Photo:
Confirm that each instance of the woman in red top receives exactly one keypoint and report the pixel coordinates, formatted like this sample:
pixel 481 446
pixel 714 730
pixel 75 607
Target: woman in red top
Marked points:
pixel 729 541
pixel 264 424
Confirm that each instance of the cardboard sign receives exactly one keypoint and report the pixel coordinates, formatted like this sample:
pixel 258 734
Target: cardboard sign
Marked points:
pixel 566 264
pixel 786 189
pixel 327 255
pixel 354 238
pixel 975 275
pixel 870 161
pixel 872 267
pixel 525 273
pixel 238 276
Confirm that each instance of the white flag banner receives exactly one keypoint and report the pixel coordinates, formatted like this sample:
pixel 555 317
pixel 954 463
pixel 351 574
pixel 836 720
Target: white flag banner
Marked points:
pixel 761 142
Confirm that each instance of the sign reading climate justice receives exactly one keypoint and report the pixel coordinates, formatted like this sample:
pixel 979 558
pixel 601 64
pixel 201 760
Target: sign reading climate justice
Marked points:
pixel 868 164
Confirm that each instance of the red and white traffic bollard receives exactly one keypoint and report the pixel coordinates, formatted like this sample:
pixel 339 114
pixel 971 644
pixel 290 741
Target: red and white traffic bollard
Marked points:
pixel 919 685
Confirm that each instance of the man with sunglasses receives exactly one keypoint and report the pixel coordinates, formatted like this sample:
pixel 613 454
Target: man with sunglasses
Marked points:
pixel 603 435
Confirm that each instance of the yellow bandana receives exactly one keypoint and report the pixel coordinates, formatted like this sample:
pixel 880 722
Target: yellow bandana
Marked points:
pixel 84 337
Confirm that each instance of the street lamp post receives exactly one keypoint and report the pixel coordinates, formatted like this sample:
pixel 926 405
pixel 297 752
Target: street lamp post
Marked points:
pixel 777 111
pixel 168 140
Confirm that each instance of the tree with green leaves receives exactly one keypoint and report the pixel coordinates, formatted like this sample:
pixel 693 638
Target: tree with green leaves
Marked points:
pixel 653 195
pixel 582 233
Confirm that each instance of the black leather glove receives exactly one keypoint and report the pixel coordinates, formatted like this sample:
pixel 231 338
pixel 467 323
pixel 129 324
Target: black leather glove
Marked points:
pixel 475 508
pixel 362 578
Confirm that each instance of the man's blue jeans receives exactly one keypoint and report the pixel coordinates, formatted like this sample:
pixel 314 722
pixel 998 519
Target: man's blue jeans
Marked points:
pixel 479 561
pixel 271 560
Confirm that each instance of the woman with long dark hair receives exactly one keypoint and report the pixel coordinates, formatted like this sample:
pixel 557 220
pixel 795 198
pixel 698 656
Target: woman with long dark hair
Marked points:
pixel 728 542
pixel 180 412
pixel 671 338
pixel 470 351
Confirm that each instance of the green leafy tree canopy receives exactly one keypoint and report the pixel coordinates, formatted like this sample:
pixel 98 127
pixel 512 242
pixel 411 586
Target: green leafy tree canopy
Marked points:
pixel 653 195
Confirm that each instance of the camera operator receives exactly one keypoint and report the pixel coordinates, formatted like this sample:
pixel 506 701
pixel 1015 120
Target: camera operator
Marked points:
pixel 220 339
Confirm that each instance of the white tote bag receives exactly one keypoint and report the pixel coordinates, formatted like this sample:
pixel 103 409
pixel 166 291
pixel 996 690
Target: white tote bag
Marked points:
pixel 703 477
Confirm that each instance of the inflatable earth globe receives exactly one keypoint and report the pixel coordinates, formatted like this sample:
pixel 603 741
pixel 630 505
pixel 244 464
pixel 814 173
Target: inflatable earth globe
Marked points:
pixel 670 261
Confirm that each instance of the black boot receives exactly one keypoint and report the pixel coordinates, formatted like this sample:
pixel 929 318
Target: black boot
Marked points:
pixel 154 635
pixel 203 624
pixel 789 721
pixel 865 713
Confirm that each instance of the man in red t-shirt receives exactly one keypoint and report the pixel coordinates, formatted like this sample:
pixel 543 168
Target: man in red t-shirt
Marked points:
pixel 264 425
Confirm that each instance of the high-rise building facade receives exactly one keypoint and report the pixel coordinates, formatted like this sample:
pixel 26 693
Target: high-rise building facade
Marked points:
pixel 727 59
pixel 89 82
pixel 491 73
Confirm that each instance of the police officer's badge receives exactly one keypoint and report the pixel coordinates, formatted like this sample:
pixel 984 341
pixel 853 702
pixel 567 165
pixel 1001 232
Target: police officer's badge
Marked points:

- [Given instruction]:
Render every line of the data above as a numbered list, omitting any blank lines.

- [Result for this task]:
1. Photo:
2. Confirm that each instance of the woman in red top receives exactly one keypoint and report the pixel coordinates, formatted like this sample:
3. pixel 481 446
4. pixel 714 730
5. pixel 75 607
6. Target: woman in red top
7. Marked points:
8. pixel 729 541
9. pixel 264 424
10. Confirm that each instance of the cardboard sign receives exactly one keypoint and report the pixel coordinates, formatted like this sample:
11. pixel 258 734
12. Target: cardboard sign
13. Marked points:
14. pixel 566 264
15. pixel 786 189
16. pixel 327 255
17. pixel 354 238
18. pixel 975 275
19. pixel 870 161
20. pixel 872 267
21. pixel 525 273
22. pixel 238 276
23. Confirm that each instance of the white flag banner receives exactly one keypoint and report the pixel coordinates, formatted like this sample:
24. pixel 555 317
25. pixel 954 463
26. pixel 351 574
27. pixel 836 720
28. Target: white flag banner
29. Marked points:
30. pixel 761 142
31. Confirm that each instance of the sign reading climate justice receives exactly one keypoint and report the pixel coordinates, formatted like this sample:
32. pixel 979 558
33. pixel 601 64
34. pixel 201 760
35. Target: sign reading climate justice
36. Marked points:
37. pixel 868 164
38. Confirm that each instance of the red and white traffic bollard receives exactly one keypoint and report the pixel coordinates, formatted like this sample:
39. pixel 339 114
40. pixel 971 644
41. pixel 290 741
42. Target: red and white traffic bollard
43. Marked points:
44. pixel 919 685
45. Confirm that each instance of the man with sunglasses receives exactly one keypoint and report the pixel coordinates, formatted like this sample:
46. pixel 613 454
47. Target: man with sunglasses
48. Marked points:
49. pixel 603 435
50. Confirm that each instance of the yellow bandana receives exactly one keypoint and report the pixel coordinates, formatted like this sample:
51. pixel 880 722
52. Target: yellow bandana
53. Marked points:
54. pixel 84 337
55. Confirm that each instance of the street lamp post receives exactly one keypoint and report the pixel coordinates, formatted like this sample:
56. pixel 926 405
57. pixel 297 752
58. Target: street lamp post
59. Marked points:
60. pixel 777 111
61. pixel 168 140
62. Confirm that each instance of the tree with green leaves receives exactly one keypoint and report the pixel coordinates, formatted like this sample:
63. pixel 693 638
64. Target: tree with green leaves
65. Marked points:
66. pixel 653 195
67. pixel 582 233
68. Confirm that each instance of the black leather glove receives exactly one keypoint and report the pixel coordinates, formatted like this sample:
69. pixel 231 338
70. pixel 467 323
71. pixel 129 324
72. Target: black leather glove
73. Marked points:
74. pixel 475 508
75. pixel 362 578
76. Confirm that each instance of the man's blue jeans receives exactly one keypoint and report the pixel coordinates, formatted like this sample:
77. pixel 314 722
78. pixel 998 519
79. Target: man's blue jeans
80. Marked points:
81. pixel 479 561
82. pixel 271 560
83. Confirm that each instance of the woman with long dark hair receives exactly one keypoint and report the pixel coordinates, formatted like this sample:
84. pixel 557 220
85. pixel 795 198
86. pixel 698 656
87. Target: woman with long dark hair
88. Marked points:
89. pixel 728 542
90. pixel 180 412
91. pixel 671 338
92. pixel 470 351
93. Confirm that each instance of the green leafy tree canopy receives exactly one keypoint and report the pixel coordinates, formatted like this sample:
94. pixel 98 127
95. pixel 512 242
96. pixel 411 586
97. Target: green leafy tree canopy
98. Marked points:
99. pixel 653 195
100. Confirm that each instance of the camera operator receives exactly one keypoint and report the pixel coordinates, formatted like this sample:
101. pixel 506 701
102. pixel 1015 120
103. Target: camera operator
104. Marked points:
105. pixel 220 339
106. Confirm that each instance of the white tote bag receives exactly one keypoint and report the pixel coordinates, formatted like this sample:
107. pixel 103 409
108. pixel 166 291
109. pixel 996 690
110. Target: white tote bag
111. Marked points:
112. pixel 703 477
113. Confirm that each instance of the inflatable earth globe receives exactly one keypoint and report the pixel coordinates, formatted like this sample:
114. pixel 603 741
115. pixel 630 505
116. pixel 244 464
117. pixel 814 173
118. Target: inflatable earth globe
119. Marked points:
120. pixel 670 261
121. Confirm that each instance of the black boot receives exactly one keypoint and report the pixel coordinates, formatted like this sample:
122. pixel 929 318
123. Target: black boot
124. Marked points:
125. pixel 154 635
126. pixel 203 624
127. pixel 789 721
128. pixel 865 713
129. Confirm that each instance of the man in red t-shirt receives exactly one keypoint and report the pixel coordinates, formatted like this sample:
130. pixel 543 168
131. Target: man in red t-shirt
132. Marked points:
133. pixel 264 425
134. Confirm that each instance of the high-rise building facade receives exactly one keypoint and report the pixel coordinates, formatted like this sample:
135. pixel 26 693
136. Target: high-rise building facade
137. Marked points:
138. pixel 727 59
139. pixel 89 82
140. pixel 491 73
141. Confirm that each instance of the police officer's badge receives exactly one keypoint and report the pixel coordinates, formatted like this sample:
142. pixel 984 341
143. pixel 853 702
144. pixel 567 165
145. pixel 1001 232
146. Target: police officer's badge
147. Marked points:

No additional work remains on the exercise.